Dataset entries:
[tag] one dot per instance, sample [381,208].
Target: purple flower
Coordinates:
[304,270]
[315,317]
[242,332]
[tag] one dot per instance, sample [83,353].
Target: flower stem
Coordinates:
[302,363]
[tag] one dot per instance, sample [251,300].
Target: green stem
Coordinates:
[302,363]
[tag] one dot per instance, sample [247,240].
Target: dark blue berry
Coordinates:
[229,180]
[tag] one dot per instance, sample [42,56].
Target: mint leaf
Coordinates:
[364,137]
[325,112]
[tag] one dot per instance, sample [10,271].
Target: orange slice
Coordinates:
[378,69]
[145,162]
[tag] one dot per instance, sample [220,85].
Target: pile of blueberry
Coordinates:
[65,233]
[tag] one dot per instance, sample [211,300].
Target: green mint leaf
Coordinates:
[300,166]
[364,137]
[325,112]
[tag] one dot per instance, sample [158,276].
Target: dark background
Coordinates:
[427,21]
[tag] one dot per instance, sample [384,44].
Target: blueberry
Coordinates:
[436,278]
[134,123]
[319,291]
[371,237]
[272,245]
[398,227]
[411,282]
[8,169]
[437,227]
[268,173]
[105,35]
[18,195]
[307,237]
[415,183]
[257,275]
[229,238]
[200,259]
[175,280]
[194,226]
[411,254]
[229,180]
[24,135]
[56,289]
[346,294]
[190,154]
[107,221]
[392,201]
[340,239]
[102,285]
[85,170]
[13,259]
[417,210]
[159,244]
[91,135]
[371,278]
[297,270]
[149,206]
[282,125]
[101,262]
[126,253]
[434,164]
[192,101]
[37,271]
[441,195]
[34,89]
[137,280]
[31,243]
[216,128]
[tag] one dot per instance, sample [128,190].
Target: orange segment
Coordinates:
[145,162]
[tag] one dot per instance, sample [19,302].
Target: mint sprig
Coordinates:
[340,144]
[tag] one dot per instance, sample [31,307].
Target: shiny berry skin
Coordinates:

Exercise prompt:
Write all of the records out again exactly.

Written solution:
[tag] one dot per instance, sample [381,208].
Target: purple flower
Coordinates:
[304,270]
[315,317]
[242,332]
[tag] one dot per instance, sample [83,353].
Target: flower stem
Coordinates:
[302,363]
[tag] one dot per instance, sample [251,300].
Target: green stem
Coordinates:
[302,363]
[tag] one dot per instance, sample [247,240].
Target: dark blue berry
Coordinates:
[229,180]
[tag] one dot per instance, sample [42,56].
Target: mint leaf
Coordinates:
[364,137]
[325,112]
[tag] one dot per instance, sample [10,271].
Target: orange slice
Coordinates:
[378,69]
[145,162]
[tag] one dot per instance, sample [220,85].
Target: pile of blueberry
Coordinates:
[65,233]
[tag] one dot per instance, sample [211,300].
Target: green mint leaf
Coordinates:
[300,166]
[364,137]
[325,112]
[tag] one dot per instance, sample [158,276].
Target: dark background
Coordinates:
[427,21]
[tag] one dot per instance, sample [384,44].
Target: blueberry
Coordinates:
[436,278]
[134,123]
[319,291]
[371,237]
[272,245]
[398,227]
[411,282]
[8,169]
[437,227]
[268,173]
[105,35]
[18,195]
[307,237]
[415,183]
[257,275]
[229,238]
[200,259]
[175,280]
[194,226]
[411,254]
[229,180]
[24,135]
[56,289]
[346,294]
[190,154]
[107,221]
[392,201]
[340,239]
[102,285]
[85,170]
[13,259]
[417,210]
[159,244]
[91,135]
[371,278]
[297,270]
[149,206]
[282,125]
[101,262]
[126,253]
[434,164]
[192,101]
[37,271]
[441,195]
[34,89]
[137,280]
[31,243]
[216,128]
[tag] one dot per instance, sample [128,190].
Target: orange segment
Coordinates:
[145,162]
[tag] one dot per instance, sample [19,302].
Target: mint sprig
Coordinates:
[340,144]
[tag] one dot per instance, sample [31,307].
Target: shiny berry skin
Coordinates:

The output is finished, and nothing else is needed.